### Study material ###

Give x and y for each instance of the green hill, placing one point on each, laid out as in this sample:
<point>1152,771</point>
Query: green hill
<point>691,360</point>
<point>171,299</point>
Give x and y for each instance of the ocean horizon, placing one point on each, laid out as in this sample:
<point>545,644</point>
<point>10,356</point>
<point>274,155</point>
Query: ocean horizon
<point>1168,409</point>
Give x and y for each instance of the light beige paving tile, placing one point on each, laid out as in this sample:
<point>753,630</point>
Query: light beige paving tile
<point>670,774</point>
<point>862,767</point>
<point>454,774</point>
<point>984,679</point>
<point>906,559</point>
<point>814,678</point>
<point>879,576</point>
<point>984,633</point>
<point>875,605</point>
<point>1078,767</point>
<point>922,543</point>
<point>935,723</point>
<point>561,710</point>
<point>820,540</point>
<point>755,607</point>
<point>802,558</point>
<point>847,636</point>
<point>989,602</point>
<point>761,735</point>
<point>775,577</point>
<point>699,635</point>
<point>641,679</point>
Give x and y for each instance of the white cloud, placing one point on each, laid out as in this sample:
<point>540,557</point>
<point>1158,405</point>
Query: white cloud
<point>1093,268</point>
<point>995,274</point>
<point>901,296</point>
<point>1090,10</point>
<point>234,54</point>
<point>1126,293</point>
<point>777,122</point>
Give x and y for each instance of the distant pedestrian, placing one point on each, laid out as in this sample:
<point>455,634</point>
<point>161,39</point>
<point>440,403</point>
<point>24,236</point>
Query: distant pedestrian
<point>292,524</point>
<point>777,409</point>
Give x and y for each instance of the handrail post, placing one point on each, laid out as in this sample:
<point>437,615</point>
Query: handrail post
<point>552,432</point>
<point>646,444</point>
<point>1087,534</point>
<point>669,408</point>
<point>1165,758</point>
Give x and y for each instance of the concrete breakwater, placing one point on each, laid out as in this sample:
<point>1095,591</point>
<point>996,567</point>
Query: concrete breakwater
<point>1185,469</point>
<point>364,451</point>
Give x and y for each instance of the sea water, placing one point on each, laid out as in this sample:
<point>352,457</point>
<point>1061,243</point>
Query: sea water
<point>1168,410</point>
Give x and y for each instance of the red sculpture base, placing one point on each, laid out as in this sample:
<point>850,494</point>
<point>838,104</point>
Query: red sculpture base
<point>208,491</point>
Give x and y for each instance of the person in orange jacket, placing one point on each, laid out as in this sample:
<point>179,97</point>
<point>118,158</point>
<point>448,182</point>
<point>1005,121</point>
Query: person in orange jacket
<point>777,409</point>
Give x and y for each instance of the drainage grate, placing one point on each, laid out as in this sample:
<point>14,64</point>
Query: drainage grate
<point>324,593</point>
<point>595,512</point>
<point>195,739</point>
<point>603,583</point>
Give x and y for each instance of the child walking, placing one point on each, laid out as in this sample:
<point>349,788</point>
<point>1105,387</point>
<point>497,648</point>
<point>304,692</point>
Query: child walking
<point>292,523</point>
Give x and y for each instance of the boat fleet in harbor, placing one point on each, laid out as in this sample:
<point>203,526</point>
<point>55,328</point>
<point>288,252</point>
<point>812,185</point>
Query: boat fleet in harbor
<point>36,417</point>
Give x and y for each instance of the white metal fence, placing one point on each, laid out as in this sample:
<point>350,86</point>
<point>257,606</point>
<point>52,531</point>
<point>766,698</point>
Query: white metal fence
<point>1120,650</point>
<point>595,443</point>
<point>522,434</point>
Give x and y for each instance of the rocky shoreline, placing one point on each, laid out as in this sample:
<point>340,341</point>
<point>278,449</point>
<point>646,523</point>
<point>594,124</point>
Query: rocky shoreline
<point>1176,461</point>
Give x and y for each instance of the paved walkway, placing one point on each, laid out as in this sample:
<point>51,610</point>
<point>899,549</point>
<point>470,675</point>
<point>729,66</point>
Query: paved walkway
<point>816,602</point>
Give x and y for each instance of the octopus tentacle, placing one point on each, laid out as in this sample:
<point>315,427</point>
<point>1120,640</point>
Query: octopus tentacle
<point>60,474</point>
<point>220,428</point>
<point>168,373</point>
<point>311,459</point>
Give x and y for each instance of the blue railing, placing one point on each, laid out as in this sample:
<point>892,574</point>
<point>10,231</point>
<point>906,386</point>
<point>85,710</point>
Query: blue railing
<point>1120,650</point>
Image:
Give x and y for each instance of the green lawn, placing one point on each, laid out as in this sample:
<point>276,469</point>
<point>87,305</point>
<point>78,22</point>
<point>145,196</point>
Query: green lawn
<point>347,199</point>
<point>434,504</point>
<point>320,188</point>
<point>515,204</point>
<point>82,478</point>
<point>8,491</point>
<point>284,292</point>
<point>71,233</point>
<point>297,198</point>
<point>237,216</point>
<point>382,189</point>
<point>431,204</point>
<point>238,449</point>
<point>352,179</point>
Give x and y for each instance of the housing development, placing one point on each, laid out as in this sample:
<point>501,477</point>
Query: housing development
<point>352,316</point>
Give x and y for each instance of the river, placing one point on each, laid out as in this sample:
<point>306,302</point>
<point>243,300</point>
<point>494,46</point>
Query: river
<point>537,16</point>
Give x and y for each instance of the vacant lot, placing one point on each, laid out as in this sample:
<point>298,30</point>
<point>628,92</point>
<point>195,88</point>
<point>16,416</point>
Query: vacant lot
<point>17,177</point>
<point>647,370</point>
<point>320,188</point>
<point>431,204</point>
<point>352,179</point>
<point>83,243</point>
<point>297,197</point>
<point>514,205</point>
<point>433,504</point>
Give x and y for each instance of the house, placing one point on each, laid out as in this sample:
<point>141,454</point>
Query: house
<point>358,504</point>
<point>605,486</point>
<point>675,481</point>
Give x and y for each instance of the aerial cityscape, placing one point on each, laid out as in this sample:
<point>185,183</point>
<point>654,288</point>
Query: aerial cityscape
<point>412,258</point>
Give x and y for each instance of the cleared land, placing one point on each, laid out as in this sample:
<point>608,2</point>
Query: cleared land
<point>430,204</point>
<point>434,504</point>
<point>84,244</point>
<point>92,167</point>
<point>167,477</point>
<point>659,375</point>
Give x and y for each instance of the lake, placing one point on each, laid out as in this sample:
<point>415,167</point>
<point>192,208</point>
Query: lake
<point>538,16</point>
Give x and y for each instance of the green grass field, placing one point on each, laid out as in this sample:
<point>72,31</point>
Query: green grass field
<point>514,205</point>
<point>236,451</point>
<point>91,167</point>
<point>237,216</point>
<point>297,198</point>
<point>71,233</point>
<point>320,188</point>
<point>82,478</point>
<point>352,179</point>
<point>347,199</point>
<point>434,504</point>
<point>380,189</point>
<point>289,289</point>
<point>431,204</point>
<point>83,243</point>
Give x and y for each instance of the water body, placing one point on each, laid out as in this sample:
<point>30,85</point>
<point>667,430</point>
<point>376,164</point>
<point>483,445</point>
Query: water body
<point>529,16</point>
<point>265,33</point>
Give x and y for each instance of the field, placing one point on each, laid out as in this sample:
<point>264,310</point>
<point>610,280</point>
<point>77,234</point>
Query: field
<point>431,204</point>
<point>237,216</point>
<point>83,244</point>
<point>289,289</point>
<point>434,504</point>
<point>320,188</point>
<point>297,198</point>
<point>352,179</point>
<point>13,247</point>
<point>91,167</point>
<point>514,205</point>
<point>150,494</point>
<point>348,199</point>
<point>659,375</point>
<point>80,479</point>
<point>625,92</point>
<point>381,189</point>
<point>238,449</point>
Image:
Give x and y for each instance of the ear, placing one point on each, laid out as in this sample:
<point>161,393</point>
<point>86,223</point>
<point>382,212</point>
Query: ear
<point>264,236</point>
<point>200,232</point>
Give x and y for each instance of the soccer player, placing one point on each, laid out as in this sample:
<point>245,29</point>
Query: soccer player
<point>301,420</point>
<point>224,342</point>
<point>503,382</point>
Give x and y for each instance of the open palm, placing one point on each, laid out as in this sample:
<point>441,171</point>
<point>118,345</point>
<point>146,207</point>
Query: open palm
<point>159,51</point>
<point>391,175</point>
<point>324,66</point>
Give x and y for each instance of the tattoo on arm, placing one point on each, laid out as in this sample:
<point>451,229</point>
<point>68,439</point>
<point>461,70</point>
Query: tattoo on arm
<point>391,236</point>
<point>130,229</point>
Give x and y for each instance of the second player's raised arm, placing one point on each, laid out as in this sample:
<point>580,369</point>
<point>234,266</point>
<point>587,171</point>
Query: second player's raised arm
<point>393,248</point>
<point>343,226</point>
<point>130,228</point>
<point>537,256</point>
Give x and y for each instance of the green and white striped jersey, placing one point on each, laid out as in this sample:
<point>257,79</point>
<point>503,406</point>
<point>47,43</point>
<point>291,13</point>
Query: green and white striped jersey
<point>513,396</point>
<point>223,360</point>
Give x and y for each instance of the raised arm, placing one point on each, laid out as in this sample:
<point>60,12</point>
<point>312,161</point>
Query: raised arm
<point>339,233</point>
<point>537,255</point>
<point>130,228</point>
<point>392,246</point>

###

§ **Exercise description**: The answer is the lines above between the line holding "<point>274,155</point>" and the line holding "<point>352,457</point>", inclusive, each written out exactly, and no others.

§ **Written answer**:
<point>274,155</point>
Query: ocean horizon
<point>1168,409</point>
Give x and y for each instance of the light beige paving tile, placing one point on each, laid out as in this sample:
<point>753,630</point>
Query: light beige paving tile
<point>670,774</point>
<point>862,767</point>
<point>454,774</point>
<point>984,679</point>
<point>906,559</point>
<point>814,678</point>
<point>879,576</point>
<point>984,633</point>
<point>875,605</point>
<point>1078,767</point>
<point>922,543</point>
<point>935,723</point>
<point>561,710</point>
<point>820,540</point>
<point>755,607</point>
<point>802,558</point>
<point>847,636</point>
<point>989,602</point>
<point>761,735</point>
<point>775,577</point>
<point>699,635</point>
<point>641,679</point>
Give x and y for each instance of the white cloud, placing one point on each, laid out as in this sample:
<point>540,557</point>
<point>1158,405</point>
Query: white cloud
<point>1093,268</point>
<point>995,274</point>
<point>901,296</point>
<point>1090,10</point>
<point>234,54</point>
<point>1126,293</point>
<point>777,122</point>
Give x and y for each instance of the distant pedestrian, placing one point on each, laid out as in this sample:
<point>455,634</point>
<point>161,39</point>
<point>440,403</point>
<point>24,236</point>
Query: distant pedestrian
<point>292,524</point>
<point>777,409</point>
Give x and y for each instance of the handrail post, placing one point on each, laid out as in this sample:
<point>437,615</point>
Query: handrail post
<point>552,432</point>
<point>646,444</point>
<point>1087,534</point>
<point>669,408</point>
<point>1165,758</point>
Give x and y for each instance of the concrete breakwater, placing one point on each, laid out as in this sample:
<point>1095,591</point>
<point>996,567</point>
Query: concrete breakwater
<point>1185,469</point>
<point>364,451</point>
Give x and y for each instance of the sea water, placing one point on each, laid out as in this sample:
<point>352,457</point>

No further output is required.